▶ [Point annotations for photos]:
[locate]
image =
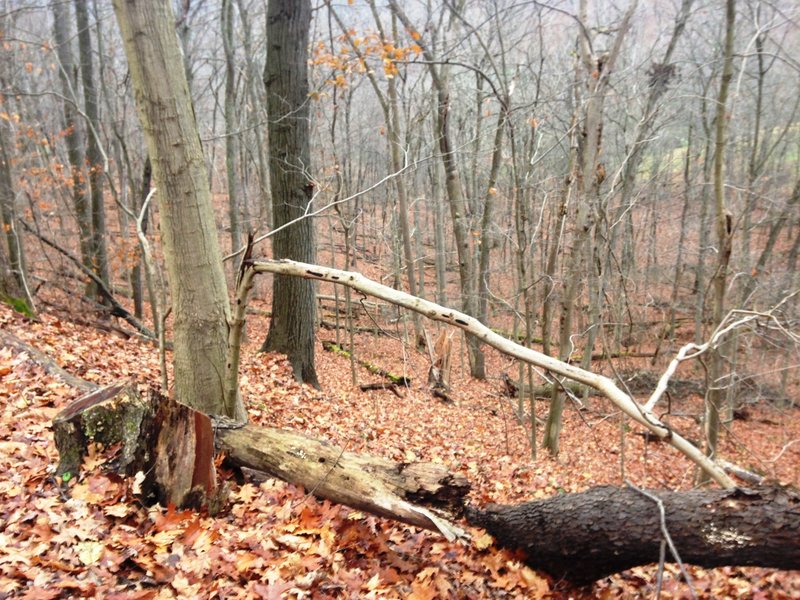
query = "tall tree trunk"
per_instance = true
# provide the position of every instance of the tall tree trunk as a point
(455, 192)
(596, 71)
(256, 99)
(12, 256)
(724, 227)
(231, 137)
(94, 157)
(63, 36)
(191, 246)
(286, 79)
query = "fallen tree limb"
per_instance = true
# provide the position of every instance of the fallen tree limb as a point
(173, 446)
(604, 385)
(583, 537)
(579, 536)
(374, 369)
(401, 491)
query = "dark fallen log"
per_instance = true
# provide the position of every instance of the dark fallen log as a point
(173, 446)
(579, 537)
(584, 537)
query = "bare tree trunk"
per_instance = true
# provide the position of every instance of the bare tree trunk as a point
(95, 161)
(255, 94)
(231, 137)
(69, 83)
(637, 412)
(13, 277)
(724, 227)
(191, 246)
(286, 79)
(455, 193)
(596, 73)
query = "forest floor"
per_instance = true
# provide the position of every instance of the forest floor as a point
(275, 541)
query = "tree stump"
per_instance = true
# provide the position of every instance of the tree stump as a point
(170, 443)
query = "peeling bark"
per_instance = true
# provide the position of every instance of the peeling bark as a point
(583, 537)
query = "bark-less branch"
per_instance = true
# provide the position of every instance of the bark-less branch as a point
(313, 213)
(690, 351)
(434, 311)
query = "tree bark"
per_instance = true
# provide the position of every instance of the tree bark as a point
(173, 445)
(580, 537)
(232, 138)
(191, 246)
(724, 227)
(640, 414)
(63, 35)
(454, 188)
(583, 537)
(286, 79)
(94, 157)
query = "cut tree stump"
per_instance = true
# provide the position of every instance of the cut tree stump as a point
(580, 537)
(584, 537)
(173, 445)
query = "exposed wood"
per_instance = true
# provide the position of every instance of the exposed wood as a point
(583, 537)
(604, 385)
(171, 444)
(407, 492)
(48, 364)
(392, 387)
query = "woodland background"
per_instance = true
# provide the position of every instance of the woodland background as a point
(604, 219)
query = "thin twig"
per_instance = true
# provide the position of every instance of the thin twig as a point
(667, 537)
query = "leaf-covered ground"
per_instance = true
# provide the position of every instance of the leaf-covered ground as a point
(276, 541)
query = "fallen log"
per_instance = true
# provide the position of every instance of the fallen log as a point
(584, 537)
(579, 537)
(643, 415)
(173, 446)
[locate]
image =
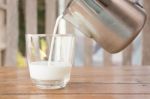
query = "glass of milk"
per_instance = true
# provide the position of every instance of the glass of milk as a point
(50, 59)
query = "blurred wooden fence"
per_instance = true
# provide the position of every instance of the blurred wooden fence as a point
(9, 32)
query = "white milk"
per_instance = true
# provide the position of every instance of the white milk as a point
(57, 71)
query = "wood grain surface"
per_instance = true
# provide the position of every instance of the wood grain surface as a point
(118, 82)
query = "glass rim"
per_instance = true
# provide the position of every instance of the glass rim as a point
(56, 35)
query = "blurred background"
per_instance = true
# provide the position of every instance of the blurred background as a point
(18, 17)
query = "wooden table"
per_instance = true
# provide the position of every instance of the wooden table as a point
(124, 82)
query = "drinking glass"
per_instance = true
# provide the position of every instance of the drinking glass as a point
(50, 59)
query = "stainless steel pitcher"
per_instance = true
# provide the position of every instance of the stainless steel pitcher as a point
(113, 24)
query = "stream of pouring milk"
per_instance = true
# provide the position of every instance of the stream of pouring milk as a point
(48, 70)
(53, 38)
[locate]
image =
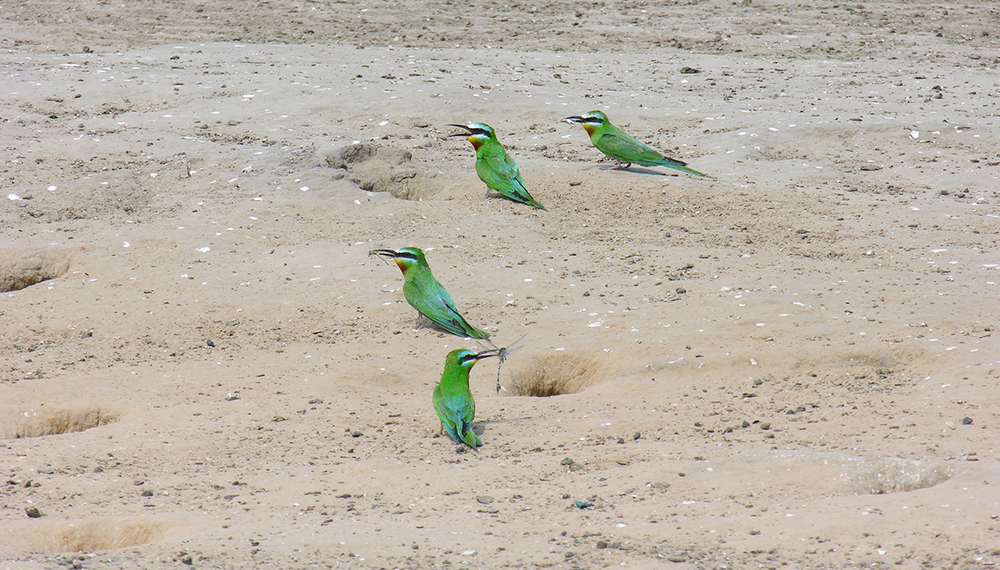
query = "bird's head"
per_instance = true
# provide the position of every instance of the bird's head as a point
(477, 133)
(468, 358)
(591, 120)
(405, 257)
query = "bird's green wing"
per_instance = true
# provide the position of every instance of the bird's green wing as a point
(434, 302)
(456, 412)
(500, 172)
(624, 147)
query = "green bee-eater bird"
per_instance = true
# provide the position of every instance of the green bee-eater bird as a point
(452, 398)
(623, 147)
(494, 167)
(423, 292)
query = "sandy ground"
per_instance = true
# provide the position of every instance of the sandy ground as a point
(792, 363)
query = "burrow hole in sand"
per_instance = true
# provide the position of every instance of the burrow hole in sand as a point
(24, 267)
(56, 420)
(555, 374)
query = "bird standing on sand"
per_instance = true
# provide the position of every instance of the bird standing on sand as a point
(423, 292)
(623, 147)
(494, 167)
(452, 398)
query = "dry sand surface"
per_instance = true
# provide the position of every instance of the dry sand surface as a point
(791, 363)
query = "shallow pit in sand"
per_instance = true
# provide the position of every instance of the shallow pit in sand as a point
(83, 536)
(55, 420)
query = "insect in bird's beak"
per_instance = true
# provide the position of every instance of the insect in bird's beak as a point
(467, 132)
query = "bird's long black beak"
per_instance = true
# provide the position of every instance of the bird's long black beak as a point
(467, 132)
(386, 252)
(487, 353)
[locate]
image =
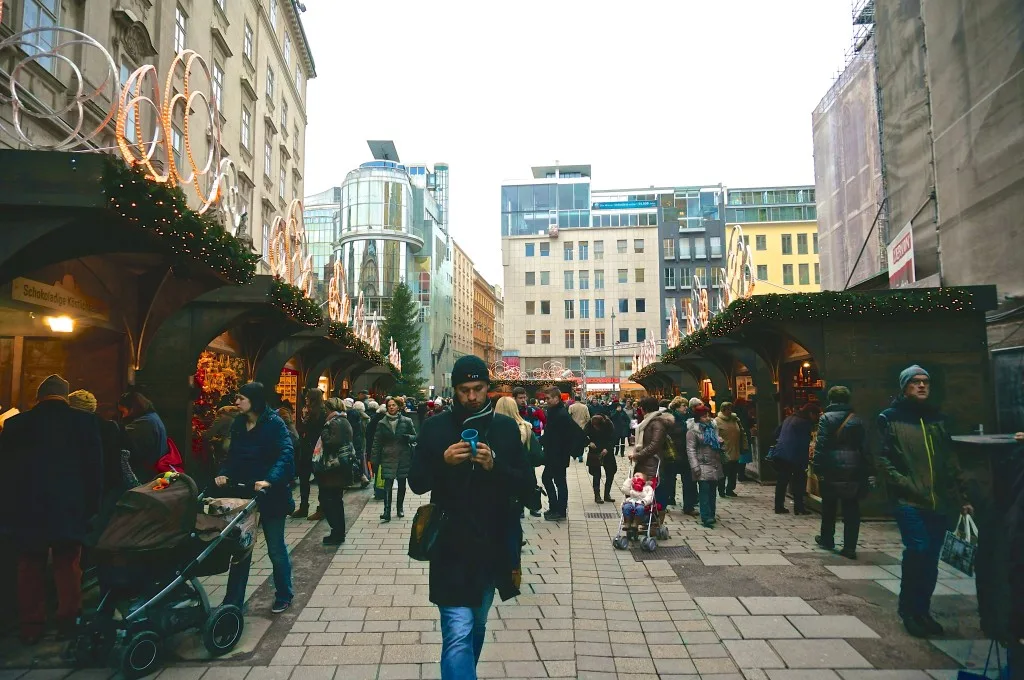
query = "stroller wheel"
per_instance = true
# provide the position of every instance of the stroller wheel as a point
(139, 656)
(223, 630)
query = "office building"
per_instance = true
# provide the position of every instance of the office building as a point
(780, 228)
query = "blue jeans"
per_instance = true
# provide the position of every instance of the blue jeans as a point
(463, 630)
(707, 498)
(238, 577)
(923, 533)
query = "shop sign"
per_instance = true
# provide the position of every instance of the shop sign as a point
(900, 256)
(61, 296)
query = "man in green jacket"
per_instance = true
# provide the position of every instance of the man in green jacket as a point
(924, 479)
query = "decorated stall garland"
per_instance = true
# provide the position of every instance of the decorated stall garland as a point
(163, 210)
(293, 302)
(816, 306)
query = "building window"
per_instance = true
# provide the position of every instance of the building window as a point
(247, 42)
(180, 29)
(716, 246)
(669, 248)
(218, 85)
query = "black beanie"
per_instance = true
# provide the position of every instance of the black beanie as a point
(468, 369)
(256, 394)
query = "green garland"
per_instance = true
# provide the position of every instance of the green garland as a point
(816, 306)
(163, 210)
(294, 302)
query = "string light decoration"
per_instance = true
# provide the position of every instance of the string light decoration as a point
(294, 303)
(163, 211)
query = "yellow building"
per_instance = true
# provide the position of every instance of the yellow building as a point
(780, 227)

▶ [What the exercise asks]:
Return each line of the data, keeping its wording exact and omitting pictures.

▶ [Problem solution]:
[locate]
image =
query = "tall tree trunk"
per_instance = true
# provide the position of every instance of the tall tree trunk as a point
(455, 192)
(596, 71)
(256, 99)
(12, 256)
(724, 227)
(231, 137)
(94, 157)
(63, 36)
(191, 246)
(286, 79)
query = "fallen tree limb"
per_instance = true
# provide the position of every instance of the fallen tree limb as a point
(173, 446)
(604, 385)
(583, 537)
(579, 536)
(374, 369)
(401, 491)
query = "dark fallen log"
per_instance = true
# provide the position of every instance of the dark fallen log as a point
(173, 446)
(579, 537)
(584, 537)
query = "bare tree trunk"
per_instance = true
# provide the position of every instance of the bare tree trunk as a point
(95, 161)
(255, 94)
(231, 137)
(69, 83)
(637, 412)
(13, 277)
(724, 227)
(191, 246)
(286, 79)
(455, 193)
(596, 73)
query = "forest floor"
per_instance = true
# provide the position of every instance of the forest floor as a point
(275, 541)
query = "tree stump"
per_instance = true
# provide the position of every instance of the tree stump as a point
(170, 443)
query = "peeling bark"
per_instance = true
# provide the position of every instance of the peeling bark as a point
(583, 537)
query = "bark-less branch"
per_instance = true
# provide the position of every instance of the bark-less branch as a point
(313, 213)
(690, 351)
(434, 311)
query = "tree bark"
per_instance = true
# provide the position of every instance of the tree bark as a point
(173, 445)
(580, 537)
(232, 138)
(191, 246)
(724, 227)
(640, 414)
(63, 35)
(454, 188)
(583, 537)
(286, 79)
(94, 157)
query = "cut tree stump"
per_instance = true
# provide the position of every instance of the cut tree stump as a point
(580, 537)
(584, 537)
(173, 445)
query = "exposed wood"
per_instance = true
# provide the position of every instance of the exposed wood as a point
(583, 537)
(604, 385)
(171, 444)
(407, 492)
(48, 364)
(392, 387)
query = "woodland background"
per_instance = true
# provide the position of every instance of the woodland background as a point
(604, 219)
query = "thin twig"
per_instance = true
# provide the position of every instance of the thin twig as a point
(667, 537)
query = "leaf-covered ground"
per_instance = true
# provide the position of every instance of the leaf-covered ground as a point
(276, 541)
query = "fallen log"
per_instance = true
# provide the position of every instance of the fallen log as a point
(584, 537)
(579, 537)
(643, 415)
(173, 446)
[locate]
image =
query = "glass of milk"
per_instance = true
# provide the position of every instance of the glass of milk as a point
(50, 59)
query = "blurred wooden fence"
per_instance = true
# provide the position of every instance of the blurred wooden fence as a point
(9, 32)
query = "white milk"
per_instance = true
# provide the position of every instance of the white milk as a point
(57, 71)
query = "wood grain surface"
per_instance = true
# provide the position of every instance of the wood grain surface as a point
(118, 82)
query = "glass rim"
per_instance = true
# provide the position of every instance of the glass rim as a point
(56, 35)
query = "blurred background"
per_instance = true
# provide the position of every instance of the blurred background as a point
(18, 17)
query = "wooden table"
per_instance = true
# provide the position of every instance of the wooden table as a point
(124, 82)
query = "drinking glass"
per_instance = true
# provide the position of every instance of the drinking glass as a point
(50, 59)
query = "stainless steel pitcher"
per_instance = true
# provide the position of every instance of the stainless steel pitcher as a point
(113, 24)
query = "stream of pouring milk"
per_instance = true
# provide the position of every instance of the stream of pouring milk as a point
(48, 70)
(53, 38)
[locate]
image =
query = "bird's head"
per_instance = true
# provide the position of every instance of the bird's head as a point
(477, 133)
(468, 358)
(591, 120)
(405, 257)
query = "bird's green wing"
per_instance = true
# provide the position of every instance of the bird's green wing as a point
(434, 302)
(456, 412)
(500, 172)
(624, 147)
query = "green bee-eater bird"
per_instance = true
# provide the position of every instance of the green bee-eater bird as a point
(452, 398)
(623, 147)
(494, 167)
(423, 292)
query = "sandy ground"
per_instance = true
# provide the position of every instance of the sandy ground as a point
(792, 363)
query = "burrow hole in sand"
per_instance = true
# provide the position of every instance of the burrow hole in sand as a point
(24, 267)
(56, 420)
(555, 374)
query = "bird standing on sand"
per_instance = true
# provide the position of every instance of the bird standing on sand as a point
(423, 292)
(623, 147)
(494, 167)
(452, 398)
query = "dry sand surface"
per_instance = true
# provide the position of every instance of the dry sand surface as a point
(791, 363)
query = "shallow pit in sand"
per_instance = true
# provide the position of every instance of the shallow pit in sand as a point
(83, 536)
(55, 420)
query = "insect in bird's beak"
per_instance = true
# provide the position of every instance of the insect in bird's beak as a point
(467, 132)
query = "bird's long black beak"
per_instance = true
# provide the position of every instance of the bird's long black beak as a point
(467, 132)
(386, 252)
(487, 353)
[locate]
image =
query = "stroller wheel"
per_instance = true
# provide the position of every instance of the stroller wheel as a point
(139, 656)
(223, 630)
query = "office building"
per_instance = true
# provide the position of every instance of the office building as a point
(780, 228)
query = "blue jeans"
per_instance = true
# provide the position of every instance of the blue jeans as a point
(463, 630)
(707, 498)
(238, 577)
(923, 533)
query = "shop sign"
per_instance = true
# provide the position of every instance of the shop sign as a point
(900, 256)
(61, 296)
query = "man in green jacket"
per_instance = true
# provide the position of every instance of the man in green jacket as a point
(924, 479)
query = "decorated stall garland"
per_instance = true
# provide the position of every instance of the decorated stall garland as a point
(163, 210)
(293, 302)
(816, 306)
query = "building window"
per_instance = true
# provide the position of every instance of the building window as a point
(247, 42)
(180, 29)
(716, 246)
(669, 248)
(218, 85)
query = "black beanie"
per_instance = true
# provide the position of every instance of the black beanie as a point
(468, 369)
(256, 394)
query = "green garland"
per_instance = true
# provide the position of every instance of the green garland as a point
(816, 306)
(163, 210)
(294, 302)
query = "string light decoration"
per_instance = true
# provide the position of every instance of the string light decoration as a point
(294, 303)
(163, 211)
query = "yellow building"
per_instance = true
# provide the position of every instance of the yellow building as a point
(780, 227)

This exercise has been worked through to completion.